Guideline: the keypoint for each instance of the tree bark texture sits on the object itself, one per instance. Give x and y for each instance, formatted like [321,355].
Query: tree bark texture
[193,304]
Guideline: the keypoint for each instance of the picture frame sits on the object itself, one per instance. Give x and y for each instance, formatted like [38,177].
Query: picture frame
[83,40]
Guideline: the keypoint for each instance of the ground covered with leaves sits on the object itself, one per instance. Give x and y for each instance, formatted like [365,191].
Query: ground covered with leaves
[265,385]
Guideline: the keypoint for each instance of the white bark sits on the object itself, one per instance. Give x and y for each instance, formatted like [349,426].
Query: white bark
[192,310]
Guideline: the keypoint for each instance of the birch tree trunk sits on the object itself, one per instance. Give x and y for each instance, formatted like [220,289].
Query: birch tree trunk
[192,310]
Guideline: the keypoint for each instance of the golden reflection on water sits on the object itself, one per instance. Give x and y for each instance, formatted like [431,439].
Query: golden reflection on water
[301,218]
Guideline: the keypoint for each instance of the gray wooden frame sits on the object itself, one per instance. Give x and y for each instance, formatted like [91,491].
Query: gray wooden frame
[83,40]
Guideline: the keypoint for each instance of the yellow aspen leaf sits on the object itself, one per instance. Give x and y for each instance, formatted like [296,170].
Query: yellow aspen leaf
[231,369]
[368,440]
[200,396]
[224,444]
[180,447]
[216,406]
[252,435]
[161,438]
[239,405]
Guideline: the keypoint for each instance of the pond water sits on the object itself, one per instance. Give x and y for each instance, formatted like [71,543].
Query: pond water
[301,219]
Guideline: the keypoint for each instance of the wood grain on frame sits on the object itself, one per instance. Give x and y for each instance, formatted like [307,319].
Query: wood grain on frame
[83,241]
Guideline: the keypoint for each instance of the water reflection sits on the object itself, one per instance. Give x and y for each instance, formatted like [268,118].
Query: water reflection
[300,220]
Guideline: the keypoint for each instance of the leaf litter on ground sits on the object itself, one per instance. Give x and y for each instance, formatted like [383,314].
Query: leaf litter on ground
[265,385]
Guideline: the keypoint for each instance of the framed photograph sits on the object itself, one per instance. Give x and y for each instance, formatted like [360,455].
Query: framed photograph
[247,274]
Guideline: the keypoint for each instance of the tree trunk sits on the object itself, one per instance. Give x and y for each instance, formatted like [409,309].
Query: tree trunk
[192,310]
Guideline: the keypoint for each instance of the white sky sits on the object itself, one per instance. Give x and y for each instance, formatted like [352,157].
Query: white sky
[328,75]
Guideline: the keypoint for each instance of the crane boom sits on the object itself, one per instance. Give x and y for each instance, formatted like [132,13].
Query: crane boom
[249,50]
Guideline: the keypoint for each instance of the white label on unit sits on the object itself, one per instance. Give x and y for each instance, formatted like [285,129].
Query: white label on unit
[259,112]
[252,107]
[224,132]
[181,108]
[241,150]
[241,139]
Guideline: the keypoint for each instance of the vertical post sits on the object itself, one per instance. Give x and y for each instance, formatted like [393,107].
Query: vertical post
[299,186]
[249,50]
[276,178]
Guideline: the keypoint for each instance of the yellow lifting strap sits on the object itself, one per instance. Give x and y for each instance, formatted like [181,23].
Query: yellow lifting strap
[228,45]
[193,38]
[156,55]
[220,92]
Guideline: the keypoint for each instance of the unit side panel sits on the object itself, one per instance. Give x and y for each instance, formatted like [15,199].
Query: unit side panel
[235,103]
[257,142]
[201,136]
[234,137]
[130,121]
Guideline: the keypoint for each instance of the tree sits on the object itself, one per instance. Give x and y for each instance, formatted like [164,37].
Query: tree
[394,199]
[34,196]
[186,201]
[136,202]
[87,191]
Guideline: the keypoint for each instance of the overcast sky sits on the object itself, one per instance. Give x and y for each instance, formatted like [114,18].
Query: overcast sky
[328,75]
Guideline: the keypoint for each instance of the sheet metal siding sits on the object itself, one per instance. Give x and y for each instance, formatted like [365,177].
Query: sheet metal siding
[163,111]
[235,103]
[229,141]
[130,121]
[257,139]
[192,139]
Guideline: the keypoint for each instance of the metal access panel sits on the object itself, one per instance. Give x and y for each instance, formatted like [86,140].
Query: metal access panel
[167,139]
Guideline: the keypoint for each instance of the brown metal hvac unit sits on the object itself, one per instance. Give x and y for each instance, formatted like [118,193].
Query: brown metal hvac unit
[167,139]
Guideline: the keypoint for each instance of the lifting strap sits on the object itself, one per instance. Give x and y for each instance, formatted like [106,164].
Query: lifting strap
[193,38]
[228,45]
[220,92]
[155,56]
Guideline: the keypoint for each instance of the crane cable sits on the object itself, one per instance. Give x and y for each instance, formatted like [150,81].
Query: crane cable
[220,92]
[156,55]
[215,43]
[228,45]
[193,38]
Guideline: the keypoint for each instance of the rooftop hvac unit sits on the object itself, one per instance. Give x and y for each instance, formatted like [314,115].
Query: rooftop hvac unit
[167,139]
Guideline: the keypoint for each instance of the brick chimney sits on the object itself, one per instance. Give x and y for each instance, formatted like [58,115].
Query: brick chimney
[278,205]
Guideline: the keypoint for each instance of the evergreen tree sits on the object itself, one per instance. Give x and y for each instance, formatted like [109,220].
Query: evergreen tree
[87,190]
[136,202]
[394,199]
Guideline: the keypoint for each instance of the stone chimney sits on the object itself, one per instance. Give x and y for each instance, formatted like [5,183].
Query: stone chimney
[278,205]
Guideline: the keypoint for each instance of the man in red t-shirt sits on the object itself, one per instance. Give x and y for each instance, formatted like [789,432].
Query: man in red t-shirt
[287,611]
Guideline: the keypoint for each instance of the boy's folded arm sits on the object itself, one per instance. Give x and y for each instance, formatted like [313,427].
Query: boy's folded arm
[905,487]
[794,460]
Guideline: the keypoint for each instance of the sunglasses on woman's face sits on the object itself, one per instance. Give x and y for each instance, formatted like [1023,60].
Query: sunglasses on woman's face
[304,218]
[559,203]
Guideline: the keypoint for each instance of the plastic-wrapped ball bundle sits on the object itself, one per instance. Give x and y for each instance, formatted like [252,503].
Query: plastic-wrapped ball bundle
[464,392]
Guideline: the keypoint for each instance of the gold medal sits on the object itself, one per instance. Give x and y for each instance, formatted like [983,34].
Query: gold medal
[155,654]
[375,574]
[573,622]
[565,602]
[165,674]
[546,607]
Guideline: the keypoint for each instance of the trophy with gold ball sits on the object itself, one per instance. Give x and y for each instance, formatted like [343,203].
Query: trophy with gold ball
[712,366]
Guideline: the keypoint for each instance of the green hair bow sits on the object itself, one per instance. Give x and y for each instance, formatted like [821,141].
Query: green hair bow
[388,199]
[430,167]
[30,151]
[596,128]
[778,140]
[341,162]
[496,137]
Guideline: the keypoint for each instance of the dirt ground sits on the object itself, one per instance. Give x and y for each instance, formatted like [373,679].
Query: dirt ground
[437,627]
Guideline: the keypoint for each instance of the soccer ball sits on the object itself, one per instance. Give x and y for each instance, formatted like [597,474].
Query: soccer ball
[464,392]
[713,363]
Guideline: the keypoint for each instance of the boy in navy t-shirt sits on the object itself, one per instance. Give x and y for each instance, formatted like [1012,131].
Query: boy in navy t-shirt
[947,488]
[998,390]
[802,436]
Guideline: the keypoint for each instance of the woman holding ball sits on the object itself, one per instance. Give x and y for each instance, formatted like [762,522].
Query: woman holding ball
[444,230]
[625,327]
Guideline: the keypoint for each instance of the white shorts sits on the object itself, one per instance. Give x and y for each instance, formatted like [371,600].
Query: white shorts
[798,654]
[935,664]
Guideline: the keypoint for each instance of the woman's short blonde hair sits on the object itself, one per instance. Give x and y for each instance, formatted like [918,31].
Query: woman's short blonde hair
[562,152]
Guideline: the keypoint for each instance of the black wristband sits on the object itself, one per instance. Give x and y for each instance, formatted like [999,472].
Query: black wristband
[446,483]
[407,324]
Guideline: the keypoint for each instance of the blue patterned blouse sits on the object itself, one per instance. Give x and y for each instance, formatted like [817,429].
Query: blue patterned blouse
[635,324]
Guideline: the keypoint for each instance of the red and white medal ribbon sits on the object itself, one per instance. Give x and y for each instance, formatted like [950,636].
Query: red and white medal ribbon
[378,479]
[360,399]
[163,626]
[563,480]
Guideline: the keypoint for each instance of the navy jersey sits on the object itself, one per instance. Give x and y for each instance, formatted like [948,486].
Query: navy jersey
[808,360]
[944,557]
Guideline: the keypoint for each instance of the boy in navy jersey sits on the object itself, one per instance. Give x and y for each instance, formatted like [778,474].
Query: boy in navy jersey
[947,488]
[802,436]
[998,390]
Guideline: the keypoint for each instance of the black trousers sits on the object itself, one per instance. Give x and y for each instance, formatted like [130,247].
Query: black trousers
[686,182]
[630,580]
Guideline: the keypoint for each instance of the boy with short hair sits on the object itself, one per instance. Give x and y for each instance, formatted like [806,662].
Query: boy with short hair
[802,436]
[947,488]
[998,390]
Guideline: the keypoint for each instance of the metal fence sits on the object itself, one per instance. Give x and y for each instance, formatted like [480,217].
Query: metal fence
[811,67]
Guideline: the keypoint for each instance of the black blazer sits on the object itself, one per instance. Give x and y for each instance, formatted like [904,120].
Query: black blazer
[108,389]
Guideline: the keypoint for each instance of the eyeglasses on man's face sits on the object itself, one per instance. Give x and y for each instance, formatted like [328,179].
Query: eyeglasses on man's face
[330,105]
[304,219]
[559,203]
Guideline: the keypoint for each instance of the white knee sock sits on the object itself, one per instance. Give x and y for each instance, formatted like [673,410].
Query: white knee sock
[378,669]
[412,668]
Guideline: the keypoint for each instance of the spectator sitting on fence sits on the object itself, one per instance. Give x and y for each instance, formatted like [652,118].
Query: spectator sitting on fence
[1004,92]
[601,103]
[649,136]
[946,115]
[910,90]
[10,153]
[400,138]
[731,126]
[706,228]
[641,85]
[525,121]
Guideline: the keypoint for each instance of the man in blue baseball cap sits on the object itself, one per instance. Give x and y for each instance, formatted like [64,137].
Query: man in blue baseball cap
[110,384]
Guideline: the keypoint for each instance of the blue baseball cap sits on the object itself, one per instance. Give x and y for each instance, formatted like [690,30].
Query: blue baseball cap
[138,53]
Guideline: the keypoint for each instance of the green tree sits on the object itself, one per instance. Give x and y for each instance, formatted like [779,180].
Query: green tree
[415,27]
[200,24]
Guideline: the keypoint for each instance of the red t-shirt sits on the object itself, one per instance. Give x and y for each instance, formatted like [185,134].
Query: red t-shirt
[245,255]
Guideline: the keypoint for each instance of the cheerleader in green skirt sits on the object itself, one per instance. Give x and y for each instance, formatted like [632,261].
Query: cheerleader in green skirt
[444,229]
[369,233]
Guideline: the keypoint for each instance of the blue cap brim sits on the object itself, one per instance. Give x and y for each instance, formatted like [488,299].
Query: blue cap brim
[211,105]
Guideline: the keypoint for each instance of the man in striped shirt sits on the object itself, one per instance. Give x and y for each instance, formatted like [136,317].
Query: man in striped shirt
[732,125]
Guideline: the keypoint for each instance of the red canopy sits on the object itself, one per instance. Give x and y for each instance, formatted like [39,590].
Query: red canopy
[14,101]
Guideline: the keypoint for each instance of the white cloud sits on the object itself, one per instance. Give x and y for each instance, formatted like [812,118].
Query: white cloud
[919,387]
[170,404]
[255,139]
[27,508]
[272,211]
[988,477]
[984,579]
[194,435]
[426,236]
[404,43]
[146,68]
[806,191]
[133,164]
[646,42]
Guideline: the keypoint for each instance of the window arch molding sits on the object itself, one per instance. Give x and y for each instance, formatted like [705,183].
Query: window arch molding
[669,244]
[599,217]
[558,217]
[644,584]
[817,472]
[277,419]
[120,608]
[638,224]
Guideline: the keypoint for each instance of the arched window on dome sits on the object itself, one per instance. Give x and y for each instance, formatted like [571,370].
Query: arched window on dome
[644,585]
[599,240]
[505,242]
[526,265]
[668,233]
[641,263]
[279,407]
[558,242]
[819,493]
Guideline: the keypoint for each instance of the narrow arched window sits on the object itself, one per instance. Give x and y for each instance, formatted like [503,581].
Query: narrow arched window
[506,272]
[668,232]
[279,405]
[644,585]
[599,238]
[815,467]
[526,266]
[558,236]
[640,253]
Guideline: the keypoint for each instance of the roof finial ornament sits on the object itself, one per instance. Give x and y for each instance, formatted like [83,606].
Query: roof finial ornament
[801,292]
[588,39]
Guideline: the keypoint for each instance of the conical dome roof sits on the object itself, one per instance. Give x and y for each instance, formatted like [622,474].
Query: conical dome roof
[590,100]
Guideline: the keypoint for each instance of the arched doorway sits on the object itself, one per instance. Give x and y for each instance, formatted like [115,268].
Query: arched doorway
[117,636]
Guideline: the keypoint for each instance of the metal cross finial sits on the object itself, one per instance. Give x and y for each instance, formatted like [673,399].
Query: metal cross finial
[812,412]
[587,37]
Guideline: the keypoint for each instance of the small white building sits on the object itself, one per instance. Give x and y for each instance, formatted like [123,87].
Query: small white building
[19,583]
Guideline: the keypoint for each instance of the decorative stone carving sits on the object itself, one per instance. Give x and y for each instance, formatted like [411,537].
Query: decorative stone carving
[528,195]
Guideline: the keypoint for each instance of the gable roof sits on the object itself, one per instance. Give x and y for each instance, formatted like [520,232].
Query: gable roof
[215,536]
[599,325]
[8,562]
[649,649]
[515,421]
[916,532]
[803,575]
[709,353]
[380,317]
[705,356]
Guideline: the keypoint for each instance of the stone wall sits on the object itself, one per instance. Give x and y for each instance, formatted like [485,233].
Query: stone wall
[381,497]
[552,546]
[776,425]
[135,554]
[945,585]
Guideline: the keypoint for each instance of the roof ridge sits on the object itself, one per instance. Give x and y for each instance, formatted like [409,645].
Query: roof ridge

_Task statement_
Look through the records for the word "ridge". Every line that has it should be copied.

_Solution for this task_
Guideline: the keypoint for each instance of the roof ridge sits on the object itself, one per instance. Give x and y for each instance, formatted like [409,645].
Query: roof ridge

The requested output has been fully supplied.